**Page text**
######

Other commanders including Jean d'Orléans had been impressed
with her performance at Orléans and became her supporters.
Alençon credited her with saving his life at Jargeau, where she
warned him of an imminent artillery attack. During
the same battle she withstood a blow from a stone cannonball to her
helmet as she climbed a scaling ladder. An expected English relief
force arrived in the area on 18 June under the command of Sir John Fastolf. The battle at Patay might be compared to Agincourt in reverse. The French vanguard attacked before the English archers could
finish defensive preparations. A rout ensued that decimated the main
body of the English army and killed or captured most of its commanders.
Fastolf escaped with a small band of soldiers and became the scapegoat
for the English humiliation. The French suffered minimal losses. The
French army set out for Reims from Gien-sur-Loire on 29 June and
accepted the conditional surrender of the Burgundian held city of Auxerre on 3 July. The other towns in their path returned to French allegiance without resistance. Troyes, the site of the treaty that had tried to disinherit Charles VII, capitulated after a bloodless four-day siege. The army was in short supply of food by the time it reached Troyes. Edward Lucie-Smith cites
this as an example of her luck: a wandering friar named Brother Richard
had been preaching about the end of the world at Troyes and had
convinced local residents to plant beans, a crop with an early harvest.

######

**Task instructions**
a - Answer from the campaign passage:
(i) Who commanded the English relief force that arrived on 18 June?
(ii) From which place did the French army set out for Reims on 29 June?
(iii) How long did the bloodless siege of Troyes last?
b - Reproduce verbatim the stretch of the campaign passage from "Alençon credited her" through "of its commanders.".
None of the data is needed here.

**Supplied information**
######

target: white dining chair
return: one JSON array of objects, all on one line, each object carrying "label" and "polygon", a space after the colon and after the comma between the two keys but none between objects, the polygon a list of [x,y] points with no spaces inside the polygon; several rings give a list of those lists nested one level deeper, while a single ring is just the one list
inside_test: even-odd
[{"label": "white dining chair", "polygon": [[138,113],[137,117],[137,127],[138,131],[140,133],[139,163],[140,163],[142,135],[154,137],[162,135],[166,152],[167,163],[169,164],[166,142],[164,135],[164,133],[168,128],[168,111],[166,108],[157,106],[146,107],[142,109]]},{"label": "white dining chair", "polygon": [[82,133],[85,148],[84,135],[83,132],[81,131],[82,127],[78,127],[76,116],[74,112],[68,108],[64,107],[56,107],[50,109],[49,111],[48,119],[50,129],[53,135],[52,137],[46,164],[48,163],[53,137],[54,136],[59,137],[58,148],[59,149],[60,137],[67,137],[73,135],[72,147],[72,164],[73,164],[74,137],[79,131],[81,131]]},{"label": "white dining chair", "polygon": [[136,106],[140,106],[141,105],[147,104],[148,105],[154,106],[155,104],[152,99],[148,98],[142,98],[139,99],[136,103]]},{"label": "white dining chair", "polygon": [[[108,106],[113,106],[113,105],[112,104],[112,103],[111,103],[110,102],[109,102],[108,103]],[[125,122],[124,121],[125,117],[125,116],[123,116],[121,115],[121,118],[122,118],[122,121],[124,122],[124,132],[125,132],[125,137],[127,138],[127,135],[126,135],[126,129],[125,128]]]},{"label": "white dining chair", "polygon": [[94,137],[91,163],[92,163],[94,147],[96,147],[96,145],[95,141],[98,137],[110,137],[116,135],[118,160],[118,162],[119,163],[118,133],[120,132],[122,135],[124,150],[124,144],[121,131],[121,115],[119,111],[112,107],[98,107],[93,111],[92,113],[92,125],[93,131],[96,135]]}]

######

**Task-by-task results**
a -
(i) Sir John Fastolf
(ii) Gien-sur-Loire
(iii) Four days

b -
Alençon credited her with saving his life at Jargeau, where she
warned him of an imminent artillery attack. During
the same battle she withstood a blow from a stone cannonball to her
helmet as she climbed a scaling ladder. An expected English relief
force arrived in the area on 18 June under the command of Sir John Fastolf. The battle at Patay might be compared to Agincourt in reverse. The French vanguard attacked before the English archers could
finish defensive preparations. A rout ensued that decimated the main
body of the English army and killed or captured most of its commanders.